Complete the following:
1. Return the part of the interview excerpt starting with "Favourite part of" and going on through "On-set directing style...", copied word for word.
2. In the interview excerpt, which parts of Gone were storyboarded?

─── Selected excerpt

Favourite part of the process...

"There are two things I enjoy most. One is just being on set and doing it. I absolutely love being on set when the actors are in the moment. I really, really don't like the first stages of the edit because it takes such a long time to see the film. But then I love the stage when you do finally see it. I'm always really grumpy and moody at the beginning of the edit, then it's really great. Once you've found it, it's fantastic - so much fun. It's a similar sort of thing with development - I love writing, I hate development.

On-set directing style...

"I enjoy rehearsals before I shoot something, because I think a lot can come out of that in terms of the dynamics between the actors. I didn't storyboard Gone, except for the action sequences, because you need to know exactly what coverage you need to get for those. That's not to say I wouldn't use storyboards for my next film, but I felt that with Gone, because of the way we were shooting it - which was pretty much chronologically - we didn't need storyboards.

"I do very thorough shot lists for each day and I know exactly what I want the camera to do and how to do it and so on, but I like allowing for things to happen on the day. I was open to going down a different route and seeing how things might gather a different kind of energy and momentum, but I think partly that's because we were shooting the scenes chronologically. Normally I'm madly 'locked down' in pre-production and very thorough and detailed and meticulous about what I want, then when I come to shoot I find that it gives me more freedom."

Obsessive on-set about...

"I think for me, it's all about the details. That may be because of my experience in commercials, but I get caught up in details like 'What pair of shoes is the actor wearing?', or 'What is that picture on his wall, and does it have to mean something?' It's these very small, tiny things that I tend to obsess about. I don't know why, but I think it's one of those things where even if you don't see this tiny detail, it has an affect on the way you shoot a scene and how the actor reacts. I think all these small things add up and bring a lot more to the film in terms of depth and allowing your cast to play within a space."

The UK film industry...

"In general - I hate to say it - but I still think the English film industry is very staid. It's an industry where people are quite reluctant to take risks and the filmmakers who are breaking through are already somehow within it - or they might have links through family, or this or that. I could really be dropping myself in the s***, but I think it's still quite closed to new talent.

──────
─── Given information

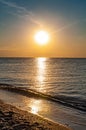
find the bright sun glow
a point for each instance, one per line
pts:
(42, 37)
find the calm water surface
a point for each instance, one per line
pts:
(63, 79)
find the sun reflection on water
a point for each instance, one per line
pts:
(41, 70)
(35, 106)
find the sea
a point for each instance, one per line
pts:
(54, 88)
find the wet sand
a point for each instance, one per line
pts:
(12, 118)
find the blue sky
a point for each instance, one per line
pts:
(65, 19)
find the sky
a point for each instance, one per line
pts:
(64, 20)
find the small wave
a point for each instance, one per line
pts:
(64, 100)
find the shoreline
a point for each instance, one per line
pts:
(12, 118)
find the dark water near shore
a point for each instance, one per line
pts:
(64, 80)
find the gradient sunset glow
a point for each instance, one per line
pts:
(61, 28)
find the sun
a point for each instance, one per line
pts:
(42, 37)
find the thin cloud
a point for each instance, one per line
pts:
(69, 26)
(21, 10)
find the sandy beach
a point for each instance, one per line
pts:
(12, 118)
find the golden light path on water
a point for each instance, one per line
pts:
(41, 71)
(36, 105)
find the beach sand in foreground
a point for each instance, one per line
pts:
(12, 118)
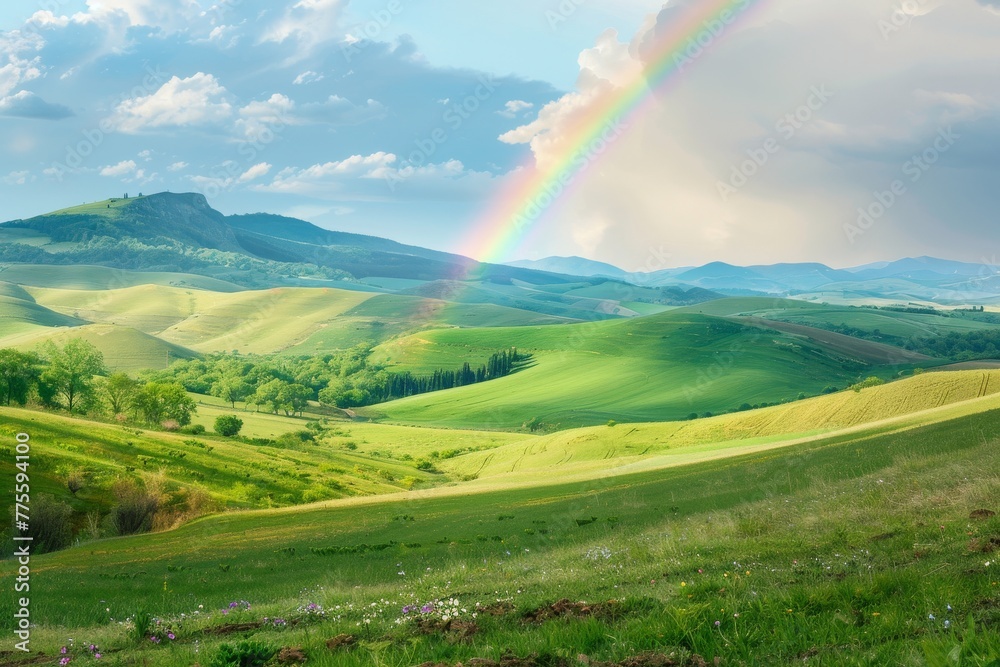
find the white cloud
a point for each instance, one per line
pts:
(19, 49)
(514, 107)
(26, 104)
(255, 172)
(45, 18)
(308, 22)
(166, 14)
(196, 100)
(308, 77)
(656, 186)
(123, 168)
(318, 176)
(18, 178)
(260, 118)
(380, 177)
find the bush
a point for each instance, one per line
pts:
(249, 653)
(50, 525)
(135, 509)
(295, 439)
(228, 425)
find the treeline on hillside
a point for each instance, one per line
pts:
(956, 346)
(168, 255)
(73, 377)
(348, 379)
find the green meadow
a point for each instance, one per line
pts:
(692, 486)
(658, 368)
(856, 548)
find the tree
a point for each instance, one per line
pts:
(119, 392)
(228, 425)
(162, 401)
(19, 372)
(72, 369)
(267, 394)
(232, 388)
(294, 398)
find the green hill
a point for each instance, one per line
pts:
(183, 233)
(924, 399)
(656, 368)
(84, 277)
(124, 349)
(754, 559)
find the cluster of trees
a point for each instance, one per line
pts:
(74, 377)
(344, 380)
(956, 346)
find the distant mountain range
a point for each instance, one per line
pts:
(919, 279)
(183, 233)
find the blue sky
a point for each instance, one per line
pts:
(409, 119)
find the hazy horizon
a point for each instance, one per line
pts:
(871, 137)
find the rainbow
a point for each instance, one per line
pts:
(535, 191)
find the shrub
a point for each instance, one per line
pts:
(249, 653)
(74, 482)
(295, 439)
(50, 525)
(228, 425)
(135, 509)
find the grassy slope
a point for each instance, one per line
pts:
(926, 398)
(389, 315)
(293, 320)
(656, 368)
(104, 278)
(250, 321)
(812, 551)
(233, 473)
(903, 325)
(124, 349)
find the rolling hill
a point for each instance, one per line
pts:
(187, 221)
(656, 368)
(757, 555)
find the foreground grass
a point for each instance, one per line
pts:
(857, 549)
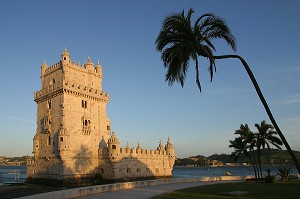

──────

Solutions to the exercise:
1.
Favourite part of the process...

"There are two things I enjoy most. One is just being on set and doing it. I absolutely love being on set when the actors are in the moment. I really, really don't like the first stages of the edit because it takes such a long time to see the film. But then I love the stage when you do finally see it. I'm always really grumpy and moody at the beginning of the edit, then it's really great. Once you've found it, it's fantastic - so much fun. It's a similar sort of thing with development - I love writing, I hate development.

On-set directing style...

2. Only the action sequences.